_TASK INSTRUCTIONS:_
1 > List every chronic condition that the Central Health article says the safety-net population experiences at a higher rate.
2 > Extend the Central Health article by writing what follows its final sentence.

_EXCERPTED TEXT:_
---*---

August 1, 2024
If you’ve been following Central Health news, you know that Travis County’s hospital district has opened 14 different specialty care and diagnostic lines of service. Five more are expected to go live by the end of September. At the beginning of 2023, we had none.
Central Health has soundly established itself as not just a planner and payor but also a provider of healthcare for Travis County’s residents with low income. But why so many specialties? Why bring them online so quickly? And why now?
Back in 2021-22, as part of the process that produced Central Health’s Healthcare Equity Plan, we conducted the first-ever Community Health Needs Assessment (CHNA, an established planning tool) specifically for Travis County’s safety-net healthcare population. That’s people living at 200% or less of the federal poverty level, which is roughly $30,000/year for an individual or $60,000/year for a family of four.
As you might anticipate, the medical needs of residents with low income are greater than those of Travis County at large. The safety-net population is younger, includes more childbearing women, and experiences a higher rate of many chronic conditions, including diabetes, hypertension, preventable cancers (breast, cervical, colorectal), and kidney disease. It also experiences a higher rate of behavioral health conditions and patients with substance use disorders. The life expectancy of this entire population is a decade less than the median for Travis County.

---*---

_DATA SHOWN:_

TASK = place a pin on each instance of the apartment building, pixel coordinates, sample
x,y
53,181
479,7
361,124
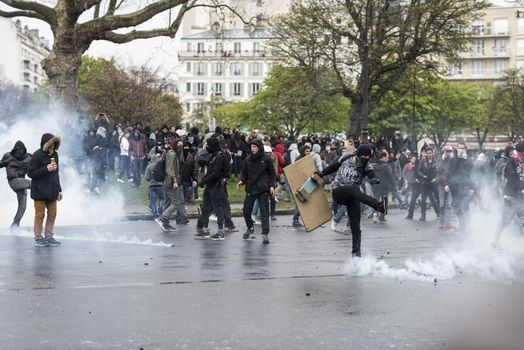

---*---

_RESPONSES:_
1 > Diabetes, hypertension, preventable cancers (breast, cervical, colorectal), and kidney disease.

2 >
The Central Health system’s CommUnityCare Health Centers is the largest provider of preventive and primary care, including behavioral, dental, and women’s healthcare, for the safety-net population in Travis County. While the county still needs more primary care capacity, the gaps are smaller, the wait times are shorter for patients to be seen, and more people are served.
Specialty care is a different story. People with low income wait longer to seek medical care, which means their conditions become more advanced, and a specialist becomes more necessary. Podiatry, particularly for patients with uncontrolled diabetes, is a common case in point; lack of good care for the legs and feet leads to amputations that diminish the quality of life. Podiatry was the very first specialty care line Central Health established.
The CHNA bore out how vastly underserved safety-net patients were by Travis County’s specialty care providers. Across specialties from cardiology to gastroenterology to psychiatry to all kinds of surgery, Travis County needs dozens of physicians who take Medicaid or Central Health’s Medical Access Program (MAP) or MAP Basic coverage and focus on safety-net care. Currently, the county might have three, or one, or half of one who also practices elsewhere, or none.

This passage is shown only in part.